One of the biggest contemporary challenges for humanity is to safeguard food security for current and future generations. A growing demand and a steady increase of the world population – nearly 10 billion people are expected to inhabit Earth by 2050 – requires that food production per area of cultivated land will have to increase drastically. Expanding into land that is currently uncultivated is not feasible, especially considering the pressures of climate change.
One way to achieve higher yields will be reducing crop losses caused by pests, including insects. For instance, in cereal crops such as rice and maize, which are staple foods for a large part of the world’s population, insects result in up to 15% losses.
Spraying chemical insecticides remains the main approach to combating insect attacks in many crops. But their future use is under scrutiny because of many concerns, not least their effects on human health. Their use also represents a large economic burden on growers, especially those in developing countries. And in any case, it is feared that insects will soon develop resistance to insecticides.

» **Extracted records**:
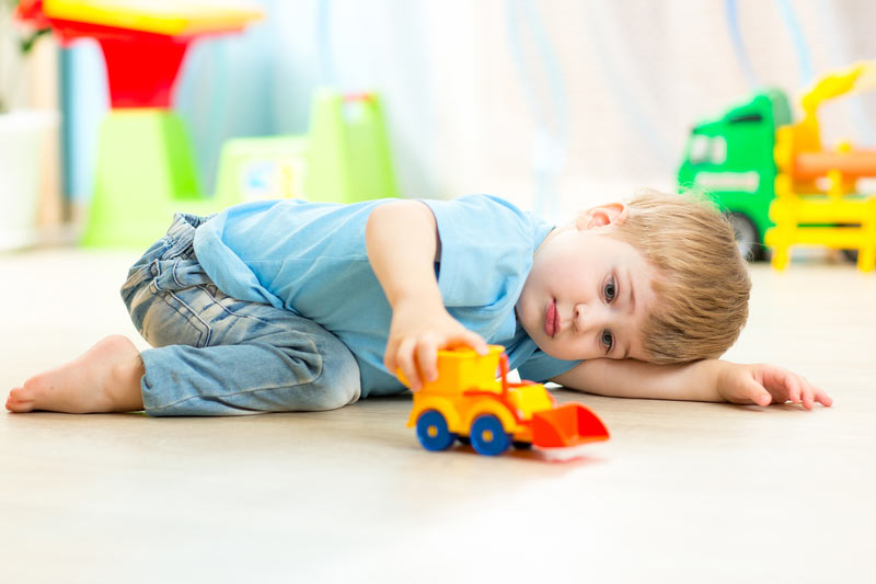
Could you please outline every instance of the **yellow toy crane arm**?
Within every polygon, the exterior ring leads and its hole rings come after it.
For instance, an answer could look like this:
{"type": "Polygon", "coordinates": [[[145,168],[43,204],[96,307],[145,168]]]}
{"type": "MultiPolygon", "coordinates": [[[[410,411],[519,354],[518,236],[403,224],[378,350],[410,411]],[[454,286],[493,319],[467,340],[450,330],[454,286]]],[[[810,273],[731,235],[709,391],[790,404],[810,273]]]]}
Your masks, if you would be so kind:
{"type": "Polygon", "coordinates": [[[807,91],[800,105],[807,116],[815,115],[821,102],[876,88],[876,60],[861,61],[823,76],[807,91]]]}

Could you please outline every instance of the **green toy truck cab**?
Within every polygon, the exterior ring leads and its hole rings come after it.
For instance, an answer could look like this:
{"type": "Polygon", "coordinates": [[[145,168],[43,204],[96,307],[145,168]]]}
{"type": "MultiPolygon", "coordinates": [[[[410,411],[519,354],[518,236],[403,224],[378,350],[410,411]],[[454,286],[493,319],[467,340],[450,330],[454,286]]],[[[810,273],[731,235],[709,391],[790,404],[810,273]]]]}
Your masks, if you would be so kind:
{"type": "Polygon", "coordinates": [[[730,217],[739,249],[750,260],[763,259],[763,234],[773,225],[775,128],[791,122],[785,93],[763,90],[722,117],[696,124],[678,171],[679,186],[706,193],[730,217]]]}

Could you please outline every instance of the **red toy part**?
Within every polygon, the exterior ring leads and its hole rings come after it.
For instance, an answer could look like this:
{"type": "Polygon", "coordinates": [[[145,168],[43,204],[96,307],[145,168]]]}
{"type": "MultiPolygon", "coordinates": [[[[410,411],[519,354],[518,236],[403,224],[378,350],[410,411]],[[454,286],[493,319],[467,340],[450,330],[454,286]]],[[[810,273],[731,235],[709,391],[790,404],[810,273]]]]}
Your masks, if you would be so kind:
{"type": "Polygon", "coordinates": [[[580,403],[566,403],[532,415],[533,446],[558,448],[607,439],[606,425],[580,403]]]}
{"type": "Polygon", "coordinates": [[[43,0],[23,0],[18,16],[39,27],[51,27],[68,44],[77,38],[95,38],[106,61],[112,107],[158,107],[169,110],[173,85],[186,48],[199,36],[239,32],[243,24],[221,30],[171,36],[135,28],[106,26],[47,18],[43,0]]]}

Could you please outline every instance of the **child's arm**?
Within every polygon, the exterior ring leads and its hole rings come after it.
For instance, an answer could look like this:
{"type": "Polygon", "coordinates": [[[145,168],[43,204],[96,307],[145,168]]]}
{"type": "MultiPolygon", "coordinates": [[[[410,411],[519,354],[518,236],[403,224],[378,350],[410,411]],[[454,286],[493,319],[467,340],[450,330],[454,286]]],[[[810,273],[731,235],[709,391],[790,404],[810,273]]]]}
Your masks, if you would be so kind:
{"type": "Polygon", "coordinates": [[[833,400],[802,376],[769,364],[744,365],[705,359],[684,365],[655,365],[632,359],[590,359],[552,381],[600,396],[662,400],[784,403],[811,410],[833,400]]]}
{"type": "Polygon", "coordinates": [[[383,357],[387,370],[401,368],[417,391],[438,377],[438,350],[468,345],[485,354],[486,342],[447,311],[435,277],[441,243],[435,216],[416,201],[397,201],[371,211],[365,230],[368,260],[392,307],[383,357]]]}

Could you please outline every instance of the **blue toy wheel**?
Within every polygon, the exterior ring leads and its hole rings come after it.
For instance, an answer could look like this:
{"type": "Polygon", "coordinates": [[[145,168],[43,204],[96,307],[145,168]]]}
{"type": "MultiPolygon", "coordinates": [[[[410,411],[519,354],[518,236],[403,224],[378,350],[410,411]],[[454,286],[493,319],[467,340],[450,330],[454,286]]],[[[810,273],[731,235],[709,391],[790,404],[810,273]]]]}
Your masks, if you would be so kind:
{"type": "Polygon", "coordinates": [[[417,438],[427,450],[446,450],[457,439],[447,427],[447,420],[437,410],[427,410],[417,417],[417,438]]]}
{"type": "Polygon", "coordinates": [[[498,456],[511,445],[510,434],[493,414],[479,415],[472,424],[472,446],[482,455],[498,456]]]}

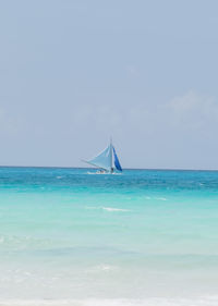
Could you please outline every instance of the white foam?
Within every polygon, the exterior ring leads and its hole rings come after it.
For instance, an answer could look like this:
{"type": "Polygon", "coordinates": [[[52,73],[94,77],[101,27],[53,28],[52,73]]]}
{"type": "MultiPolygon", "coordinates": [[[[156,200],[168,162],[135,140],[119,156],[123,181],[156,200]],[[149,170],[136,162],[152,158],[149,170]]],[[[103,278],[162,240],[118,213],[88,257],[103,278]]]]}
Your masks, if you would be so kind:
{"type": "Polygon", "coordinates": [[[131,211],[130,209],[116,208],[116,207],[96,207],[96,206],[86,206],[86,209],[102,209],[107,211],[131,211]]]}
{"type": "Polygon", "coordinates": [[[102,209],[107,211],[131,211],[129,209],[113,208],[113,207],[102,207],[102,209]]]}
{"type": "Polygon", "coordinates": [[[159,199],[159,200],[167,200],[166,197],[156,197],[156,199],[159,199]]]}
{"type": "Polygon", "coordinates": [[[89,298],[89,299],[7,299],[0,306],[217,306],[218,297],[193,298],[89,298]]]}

» **Required work**:
1. Answer these questions using the passage on food security and insect pests:
(a) About how many people are expected to live on Earth by 2050?
(b) In cereal crops such as rice and maize, up to what share of losses do insects cause?
(c) What remains the main approach to combating insect attacks in many crops?
2. Continue the passage on food security and insect pests from its last sentence.

» **Answers to the tasks**:
1.
(a) Nearly 10 billion people.
(b) Up to 15%.
(c) Spraying chemical insecticides.

2.
Curtailing their use would also be good for the planet, as insecticides are inherently unsustainable: their continuous use has resulted in massive environment pollution, which negatively affect other beneficial organisms such as bees, birds, fishes and livestock. This means that there is increasing consumer demand for residue-free food. Linked to this, the availability of insecticides for insect management is declining globally due to considerable changes in their legislation.
So there is an urgent need to find alternatives – preferably environmentally friendly strategies for protecting crops against insects.
Controlling bad insects with good ones
Biological control, in which insect populations are reduced by using other insects (their natural enemies) is generally accepted as a sustainable and ecologically sound approach to reduce crop losses by insects.
These natural enemies are often highly specialised and only attack a certain number of closely related insect pests, reducing the likelihood of unforeseen knock-on effects on the rest of the local ecosystem that are commonly caused by insecticides. Natural enemies can also be introduced to control new invading insect pests. For example, European natural enemies were introduced in North America to control a new infestation of bark beetles, which carry and spread Dutch elm disease.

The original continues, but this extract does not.